Task 1:
Count the lines in the rows below that contain the string "query", treating uppercase and lowercase as distinct. Give only the number.

Selected text:

# NFA Engraving



## Splittine (Nov 24, 2007)

Who does it locally? Don't need some half ass job, looking for someone that's done them before. Thanks.


----------



## MrFish (Aug 21, 2009)

Well, guess I won't offer up my dremel.


----------



## Splittine (Nov 24, 2007)

MrFish said:


> Well, guess I won't offer up my dremel.


I would have a smart ass comment for you but evidently there are certain forum members that need a safe place cause they get butt hurt so I'll refrain.


----------



## MrFish (Aug 21, 2009)

This forum is my safe place...


----------



## Jason (Oct 2, 2007)

Chase, I'll get Ken to get on here and give you some info!!!


----------



## kendive (Sep 9, 2008)

I used Award Masters in Pensacola for my AR SBR and then I used Tommy Built Tactical when I did my HK USC to UMP Conversion.

Very happy with both.

Whole thread on it here...

http://gulfcoastgunforum.com/showth...aver-Pensacola-Milton&highlight=Award+Masters

My 300 Blackout Award Masters did...

Rows:
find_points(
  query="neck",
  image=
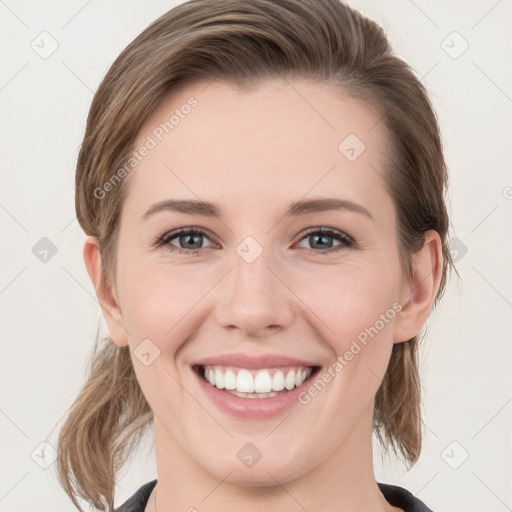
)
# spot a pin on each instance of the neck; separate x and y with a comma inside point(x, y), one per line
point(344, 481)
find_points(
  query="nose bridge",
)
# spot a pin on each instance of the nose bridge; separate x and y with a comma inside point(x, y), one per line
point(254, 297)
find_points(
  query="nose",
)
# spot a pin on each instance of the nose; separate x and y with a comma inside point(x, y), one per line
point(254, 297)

--

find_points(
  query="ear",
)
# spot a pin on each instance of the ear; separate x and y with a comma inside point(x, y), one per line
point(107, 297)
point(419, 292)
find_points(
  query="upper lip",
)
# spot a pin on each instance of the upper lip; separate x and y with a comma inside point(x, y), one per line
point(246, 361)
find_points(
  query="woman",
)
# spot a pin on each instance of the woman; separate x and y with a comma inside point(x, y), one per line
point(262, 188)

Task 2:
Carry on the NFA engraving thread above, picking up directly after its final line.

Right answer 1:
6

Right answer 2:
.


----------



## Splittine (Nov 24, 2007)

Thanks Ken


----------



## kendive (Sep 9, 2008)

Splittine said:


> Thanks Ken


Just a note also. Award Masters will let you go in the back with them. They will do some test runs to make sure you are happy before they engrave it for real. :thumbup:

It was like $30 - $35 for them to engrave the AR Lower.


----------



## Splittine (Nov 24, 2007)

kendive said:


> Just a note also. Award Masters will let you go in the back with them. They will do some test runs to make sure you are happy before they engrave it for real. :thumbup:
> 
> It was like $30 - $35 for them to engrave the AR Lower.


Sounds good. I'll call them to set up an appointment. I have a few I need to get done.


----------



## Linkovich (Oct 24, 2007)

Award masters did my buddy's stuff and it came out really nice.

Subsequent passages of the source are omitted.